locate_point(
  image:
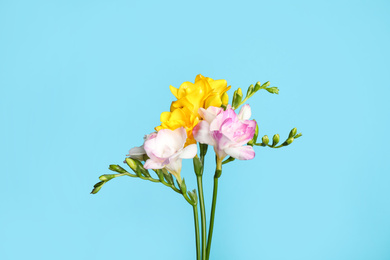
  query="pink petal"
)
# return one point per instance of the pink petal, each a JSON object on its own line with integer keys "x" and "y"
{"x": 202, "y": 133}
{"x": 210, "y": 113}
{"x": 150, "y": 164}
{"x": 241, "y": 153}
{"x": 245, "y": 112}
{"x": 137, "y": 153}
{"x": 189, "y": 152}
● ● ●
- _What the task requires_:
Swap "pink petal" for "magenta petal" throughout the data above, and write out the lines again with nothing else altered. Leave out the pictures.

- _Answer to this exercise_:
locate_point(
  image:
  query="magenta petal"
)
# return one point per instance of the magenta petal, each a JSON object on its own line with integer keys "x" and "y"
{"x": 202, "y": 133}
{"x": 210, "y": 113}
{"x": 150, "y": 164}
{"x": 241, "y": 153}
{"x": 245, "y": 112}
{"x": 137, "y": 153}
{"x": 189, "y": 152}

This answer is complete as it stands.